- INFORMATION SHOWN:

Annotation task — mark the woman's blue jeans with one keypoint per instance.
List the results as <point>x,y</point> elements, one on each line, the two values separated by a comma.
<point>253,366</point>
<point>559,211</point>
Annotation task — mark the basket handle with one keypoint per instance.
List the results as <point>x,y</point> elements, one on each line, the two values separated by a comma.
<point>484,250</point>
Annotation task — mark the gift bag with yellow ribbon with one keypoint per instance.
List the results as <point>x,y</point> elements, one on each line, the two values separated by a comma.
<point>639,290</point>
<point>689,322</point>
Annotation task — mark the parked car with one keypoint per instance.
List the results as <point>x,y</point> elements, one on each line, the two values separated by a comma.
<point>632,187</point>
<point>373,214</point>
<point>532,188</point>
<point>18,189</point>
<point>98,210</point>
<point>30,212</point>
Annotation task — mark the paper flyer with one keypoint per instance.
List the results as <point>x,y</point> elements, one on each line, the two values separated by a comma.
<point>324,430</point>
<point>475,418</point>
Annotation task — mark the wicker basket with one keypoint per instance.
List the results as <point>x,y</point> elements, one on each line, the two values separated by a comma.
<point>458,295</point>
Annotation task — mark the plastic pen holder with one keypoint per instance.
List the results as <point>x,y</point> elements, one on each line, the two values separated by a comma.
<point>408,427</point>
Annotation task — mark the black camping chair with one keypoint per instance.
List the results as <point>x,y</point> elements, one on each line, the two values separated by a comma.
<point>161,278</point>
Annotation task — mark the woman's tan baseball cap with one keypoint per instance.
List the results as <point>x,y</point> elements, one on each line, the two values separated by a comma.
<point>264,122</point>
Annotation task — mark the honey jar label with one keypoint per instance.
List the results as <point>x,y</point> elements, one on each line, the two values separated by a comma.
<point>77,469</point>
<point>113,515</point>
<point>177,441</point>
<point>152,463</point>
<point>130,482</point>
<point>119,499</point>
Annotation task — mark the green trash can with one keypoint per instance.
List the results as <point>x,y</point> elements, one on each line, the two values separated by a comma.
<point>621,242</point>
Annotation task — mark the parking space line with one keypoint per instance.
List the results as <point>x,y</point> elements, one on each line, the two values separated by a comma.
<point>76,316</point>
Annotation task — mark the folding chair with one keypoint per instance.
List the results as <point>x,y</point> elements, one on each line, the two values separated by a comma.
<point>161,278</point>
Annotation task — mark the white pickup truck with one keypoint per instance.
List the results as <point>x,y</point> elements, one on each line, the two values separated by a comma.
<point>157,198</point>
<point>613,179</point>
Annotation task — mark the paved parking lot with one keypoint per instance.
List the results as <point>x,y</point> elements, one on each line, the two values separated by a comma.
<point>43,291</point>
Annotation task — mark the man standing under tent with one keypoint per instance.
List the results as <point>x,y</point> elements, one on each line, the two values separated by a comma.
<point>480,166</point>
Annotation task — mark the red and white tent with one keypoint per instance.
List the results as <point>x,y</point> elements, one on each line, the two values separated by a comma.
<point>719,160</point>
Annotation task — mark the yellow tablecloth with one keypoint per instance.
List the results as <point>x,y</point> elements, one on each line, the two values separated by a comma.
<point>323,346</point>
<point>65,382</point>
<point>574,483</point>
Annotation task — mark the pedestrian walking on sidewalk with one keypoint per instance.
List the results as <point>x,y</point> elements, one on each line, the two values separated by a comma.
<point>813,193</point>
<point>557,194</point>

==

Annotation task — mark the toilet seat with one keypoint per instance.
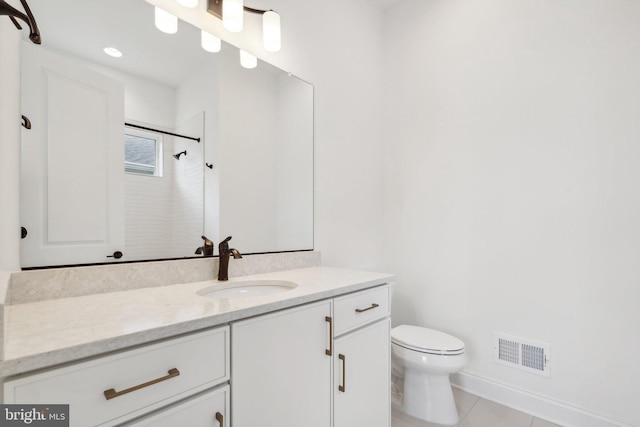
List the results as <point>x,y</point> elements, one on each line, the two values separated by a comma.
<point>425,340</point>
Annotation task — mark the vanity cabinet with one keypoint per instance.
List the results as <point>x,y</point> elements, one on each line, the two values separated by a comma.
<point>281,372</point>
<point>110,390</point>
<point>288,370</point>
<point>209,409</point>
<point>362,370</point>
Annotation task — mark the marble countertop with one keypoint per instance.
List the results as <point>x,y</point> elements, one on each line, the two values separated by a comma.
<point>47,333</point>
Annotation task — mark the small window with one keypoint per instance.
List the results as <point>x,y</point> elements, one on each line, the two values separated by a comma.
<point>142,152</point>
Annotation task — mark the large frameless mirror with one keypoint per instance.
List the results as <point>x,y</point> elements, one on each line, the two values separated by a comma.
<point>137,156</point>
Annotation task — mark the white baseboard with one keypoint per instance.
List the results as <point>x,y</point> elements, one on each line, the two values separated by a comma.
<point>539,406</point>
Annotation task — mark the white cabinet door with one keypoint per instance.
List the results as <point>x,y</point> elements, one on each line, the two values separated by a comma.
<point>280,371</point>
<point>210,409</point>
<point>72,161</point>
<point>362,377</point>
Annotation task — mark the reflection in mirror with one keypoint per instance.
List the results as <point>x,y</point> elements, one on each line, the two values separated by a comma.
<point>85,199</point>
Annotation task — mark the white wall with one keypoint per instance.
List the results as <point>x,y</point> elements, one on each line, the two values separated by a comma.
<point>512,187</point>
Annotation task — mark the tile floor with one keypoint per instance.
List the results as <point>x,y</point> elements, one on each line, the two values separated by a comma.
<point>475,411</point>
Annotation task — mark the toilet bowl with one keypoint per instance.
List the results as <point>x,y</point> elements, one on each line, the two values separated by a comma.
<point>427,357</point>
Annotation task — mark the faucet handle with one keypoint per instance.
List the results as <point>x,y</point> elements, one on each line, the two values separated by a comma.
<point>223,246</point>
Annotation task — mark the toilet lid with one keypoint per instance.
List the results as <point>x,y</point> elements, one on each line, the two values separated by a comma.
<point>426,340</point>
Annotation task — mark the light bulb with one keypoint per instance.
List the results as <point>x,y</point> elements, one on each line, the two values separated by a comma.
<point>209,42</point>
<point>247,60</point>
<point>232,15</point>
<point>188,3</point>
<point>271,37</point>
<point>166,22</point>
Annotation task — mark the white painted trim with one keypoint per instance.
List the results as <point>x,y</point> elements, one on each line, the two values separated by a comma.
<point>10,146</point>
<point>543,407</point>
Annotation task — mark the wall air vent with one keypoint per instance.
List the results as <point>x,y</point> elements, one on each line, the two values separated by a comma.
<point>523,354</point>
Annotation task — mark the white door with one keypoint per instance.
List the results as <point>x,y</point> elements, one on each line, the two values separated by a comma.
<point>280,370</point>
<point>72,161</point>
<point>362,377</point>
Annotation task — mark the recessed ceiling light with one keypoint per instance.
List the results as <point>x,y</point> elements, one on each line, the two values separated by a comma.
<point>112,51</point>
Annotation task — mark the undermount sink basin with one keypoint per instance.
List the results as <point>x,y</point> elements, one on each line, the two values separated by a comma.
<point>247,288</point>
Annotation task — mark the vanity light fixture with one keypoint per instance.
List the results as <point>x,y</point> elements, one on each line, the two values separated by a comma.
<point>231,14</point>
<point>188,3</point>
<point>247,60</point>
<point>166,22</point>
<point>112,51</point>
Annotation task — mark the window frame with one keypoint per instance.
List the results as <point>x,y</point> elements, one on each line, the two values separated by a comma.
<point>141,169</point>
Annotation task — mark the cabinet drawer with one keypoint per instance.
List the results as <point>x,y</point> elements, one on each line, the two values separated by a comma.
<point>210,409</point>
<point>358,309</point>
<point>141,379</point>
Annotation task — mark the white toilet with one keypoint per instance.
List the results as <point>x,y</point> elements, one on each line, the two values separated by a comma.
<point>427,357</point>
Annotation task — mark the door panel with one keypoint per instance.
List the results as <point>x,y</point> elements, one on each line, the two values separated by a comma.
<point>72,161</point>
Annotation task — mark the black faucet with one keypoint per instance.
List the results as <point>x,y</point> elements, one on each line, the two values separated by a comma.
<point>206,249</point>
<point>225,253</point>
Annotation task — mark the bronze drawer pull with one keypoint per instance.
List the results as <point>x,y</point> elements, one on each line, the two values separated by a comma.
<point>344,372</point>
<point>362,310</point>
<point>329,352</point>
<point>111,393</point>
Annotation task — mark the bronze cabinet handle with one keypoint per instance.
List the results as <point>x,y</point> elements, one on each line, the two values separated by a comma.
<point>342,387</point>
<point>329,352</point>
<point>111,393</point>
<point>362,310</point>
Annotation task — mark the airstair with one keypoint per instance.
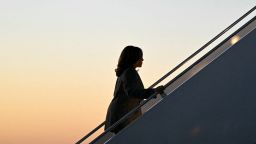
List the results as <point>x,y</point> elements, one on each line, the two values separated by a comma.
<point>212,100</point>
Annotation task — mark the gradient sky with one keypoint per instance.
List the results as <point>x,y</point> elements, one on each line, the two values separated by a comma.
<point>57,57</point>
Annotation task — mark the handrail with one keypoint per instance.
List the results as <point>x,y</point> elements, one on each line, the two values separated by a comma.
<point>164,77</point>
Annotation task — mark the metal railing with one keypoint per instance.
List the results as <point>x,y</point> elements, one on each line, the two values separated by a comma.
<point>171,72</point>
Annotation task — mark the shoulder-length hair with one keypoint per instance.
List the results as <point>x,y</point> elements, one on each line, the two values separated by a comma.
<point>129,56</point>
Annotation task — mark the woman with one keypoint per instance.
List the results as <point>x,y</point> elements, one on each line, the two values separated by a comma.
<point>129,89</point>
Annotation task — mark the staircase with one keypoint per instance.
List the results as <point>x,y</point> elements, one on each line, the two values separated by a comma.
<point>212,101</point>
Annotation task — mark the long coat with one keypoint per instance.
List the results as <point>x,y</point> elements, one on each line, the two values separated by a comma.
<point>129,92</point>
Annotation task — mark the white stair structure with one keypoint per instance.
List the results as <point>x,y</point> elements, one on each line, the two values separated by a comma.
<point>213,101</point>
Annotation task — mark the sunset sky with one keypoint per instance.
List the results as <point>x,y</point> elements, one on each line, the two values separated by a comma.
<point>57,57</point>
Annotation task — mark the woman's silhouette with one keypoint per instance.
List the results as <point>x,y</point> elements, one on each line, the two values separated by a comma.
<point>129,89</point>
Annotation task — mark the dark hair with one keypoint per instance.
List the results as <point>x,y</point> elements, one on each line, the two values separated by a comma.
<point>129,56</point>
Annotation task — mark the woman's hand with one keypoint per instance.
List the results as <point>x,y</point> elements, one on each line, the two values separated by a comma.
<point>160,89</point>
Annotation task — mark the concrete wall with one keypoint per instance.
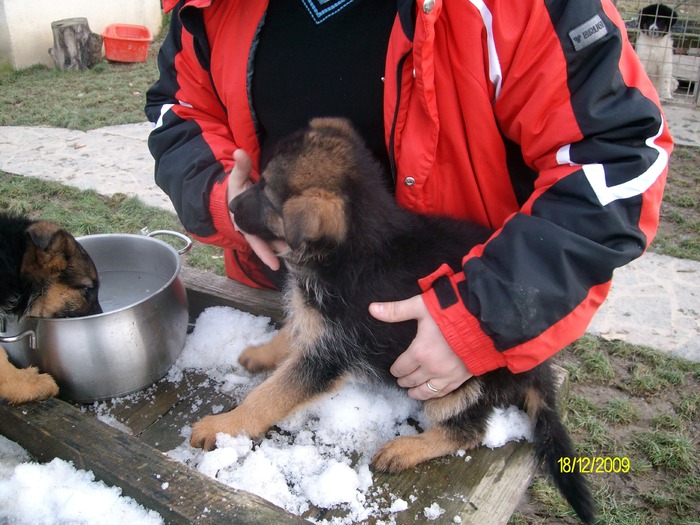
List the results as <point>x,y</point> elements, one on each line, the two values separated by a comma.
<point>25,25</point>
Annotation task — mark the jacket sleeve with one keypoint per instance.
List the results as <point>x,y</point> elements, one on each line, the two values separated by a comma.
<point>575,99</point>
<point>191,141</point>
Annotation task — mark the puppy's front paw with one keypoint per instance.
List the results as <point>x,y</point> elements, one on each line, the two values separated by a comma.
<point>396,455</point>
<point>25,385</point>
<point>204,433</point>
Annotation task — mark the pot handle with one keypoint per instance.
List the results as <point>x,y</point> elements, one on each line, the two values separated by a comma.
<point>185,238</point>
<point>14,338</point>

- TASK PROMPT: Rewrite the lines of the data above as a numbered list, starting at the line containing "Annotation task — mark the gradient" and running through the line containing "<point>164,77</point>", both included. List only those lines and omit any blank ones.

- FULL OUTPUT:
1. Annotation task — mark the gradient sky with one keypoint per instance.
2. List the results as <point>x,y</point> elements, one on each line, the two values separated by a comma.
3. <point>57,57</point>
4. Annotation task — mark the handrail with one keypoint per instance.
5. List the results as <point>x,y</point> elements, one on each line, the two values separated by a comma.
6. <point>164,77</point>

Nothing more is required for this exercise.